**Passage for review**
- - -

I think a lot the impetus to change was a desire by the developers to
move to a newer tool set, qt4, not that I understand anything about
it. And, supposedly at some point KDE4 will be installable in Windows
and OSX, I wonder if contemplation of those future ports didn't cause
some of the strange design decisions the devs made. But they are
trying their best & I'm sure they have been hurt by the reception that
KDE4 has gotten in much of the community. Some of the real blame
adheres to the distributions that moved people to KDE4 before it was
really ready.  Of course, the KDE devs shouldn't have given what they
frankly described as beta software the 4.0 moniker, either.
>
> Grub2 seemed to find some more things it can maybe boot as a side
effect of me? changing the default boot entry . I Desperately wish it
had found them earlier .
> My cat insists I stop now
> ?- Bruce ...
> Murder adding the trinity repositories to sources.lst of my installation
>  of the? most recent debian variant of Mint and they don't appear to
> work . Does anyone know how to fix it ? I'm not sure squeeze was the
> right version but nothing downloads from pearson or sometimes debian at
> all . Is this new version churn from debian . I'd like a " desktop
> environment " vs. this filth !

- - -

**Work task 1**
List every piece of software or platform named in the opening unquoted paragraph of the post about KDE4.
**Work task 2**
Carry on the post about KDE4 from its last line, writing the next few sentences.

**Data shown**
- - -

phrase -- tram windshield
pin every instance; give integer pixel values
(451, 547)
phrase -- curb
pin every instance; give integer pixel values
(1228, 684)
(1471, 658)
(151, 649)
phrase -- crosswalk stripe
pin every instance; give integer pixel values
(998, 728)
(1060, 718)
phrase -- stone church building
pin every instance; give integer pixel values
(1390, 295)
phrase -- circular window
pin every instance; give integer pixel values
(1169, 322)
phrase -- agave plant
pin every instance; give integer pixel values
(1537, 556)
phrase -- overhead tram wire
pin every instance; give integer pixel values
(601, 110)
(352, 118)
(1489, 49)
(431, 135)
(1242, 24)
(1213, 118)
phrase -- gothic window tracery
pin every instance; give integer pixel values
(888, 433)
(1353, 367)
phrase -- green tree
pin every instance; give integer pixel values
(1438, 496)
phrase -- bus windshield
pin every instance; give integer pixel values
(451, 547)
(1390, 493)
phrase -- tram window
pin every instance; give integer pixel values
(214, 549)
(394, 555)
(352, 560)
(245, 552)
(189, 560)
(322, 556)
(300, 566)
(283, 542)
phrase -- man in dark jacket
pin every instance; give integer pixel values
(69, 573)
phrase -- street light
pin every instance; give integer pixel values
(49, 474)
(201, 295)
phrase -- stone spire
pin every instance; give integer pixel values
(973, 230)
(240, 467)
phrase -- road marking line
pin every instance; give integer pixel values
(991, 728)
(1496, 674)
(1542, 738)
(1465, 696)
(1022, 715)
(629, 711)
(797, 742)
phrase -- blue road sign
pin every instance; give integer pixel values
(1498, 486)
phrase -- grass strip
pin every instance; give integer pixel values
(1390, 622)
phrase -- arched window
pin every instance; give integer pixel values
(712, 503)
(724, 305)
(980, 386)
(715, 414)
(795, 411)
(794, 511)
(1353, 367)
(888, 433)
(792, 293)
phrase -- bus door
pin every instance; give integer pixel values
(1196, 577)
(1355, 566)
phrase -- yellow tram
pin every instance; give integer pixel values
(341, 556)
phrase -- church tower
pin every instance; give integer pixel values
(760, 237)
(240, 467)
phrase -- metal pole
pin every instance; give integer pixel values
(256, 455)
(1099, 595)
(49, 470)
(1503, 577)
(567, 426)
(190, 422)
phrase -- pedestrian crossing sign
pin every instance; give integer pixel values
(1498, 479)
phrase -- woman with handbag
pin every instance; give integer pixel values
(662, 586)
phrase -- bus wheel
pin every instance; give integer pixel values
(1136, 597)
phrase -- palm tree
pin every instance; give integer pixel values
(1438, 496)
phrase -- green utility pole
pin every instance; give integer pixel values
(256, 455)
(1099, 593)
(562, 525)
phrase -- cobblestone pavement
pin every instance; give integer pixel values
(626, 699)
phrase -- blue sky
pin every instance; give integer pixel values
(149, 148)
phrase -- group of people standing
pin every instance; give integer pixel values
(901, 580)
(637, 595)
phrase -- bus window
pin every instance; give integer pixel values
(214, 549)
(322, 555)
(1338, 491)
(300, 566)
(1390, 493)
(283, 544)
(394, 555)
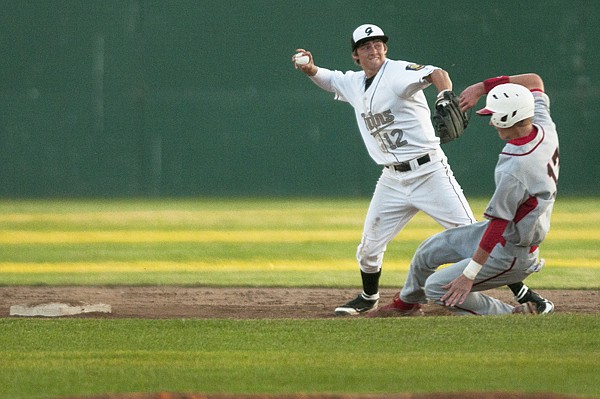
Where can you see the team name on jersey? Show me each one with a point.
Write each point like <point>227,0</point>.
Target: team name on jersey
<point>376,122</point>
<point>387,140</point>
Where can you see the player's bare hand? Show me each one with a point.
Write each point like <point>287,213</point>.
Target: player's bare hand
<point>458,289</point>
<point>470,96</point>
<point>303,60</point>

- - -

**Written reply 1**
qt4, KDE4, Windows, OSX

**Written reply 2**
Sorry for the frustration. I don't know what your issue is.  I've
installed Trinity both on Squeeze and on Ubuntu Lucid and it mostly
works fine, with some quirks. The instructions are very straight
forward: http://trinity.pearsoncomputing.net/debian_installation.html
>
> ?- love and kisses - Bruce
>
> Date: Thu, 17 Feb 2011 17:57:03 -0800
> From: Rick Moen <rick at linuxmafia.com>
> To: conspire at linuxmafia.com
> Subject: Re: [conspire] greetings from latest debian mint " linux "
> supposed kde4
> Message-ID: <20110218015703.GS26458 at linuxmafia.com>
> Content-Type: text/plain; charset=utf-8
>
> Quoting Paul Zander (paulz at ieee.org):
>
>> > Obviously you don't like KDE4.  How much effort would it be to install
>> > an earlier version of KDE?  Or is Mint like Ubuntu, which makes it
>> > easy to install the "standard release" and difficult to do anything
>> > else?
>
> This is just an off-the-cuff impression, so take cum grano salis, but
> the hitch is going to be package dependencies.  You could take an
> installation of Linux Mint Debian Edition and remove KDE 4.6 packages,
> but then where are you going to get a set of Debianised KDE 3.x
> software, even in Debian source code form, let alone compatible
> binaries? 
Actually, LMDE still uses KDE 4.4x, though that should change soon.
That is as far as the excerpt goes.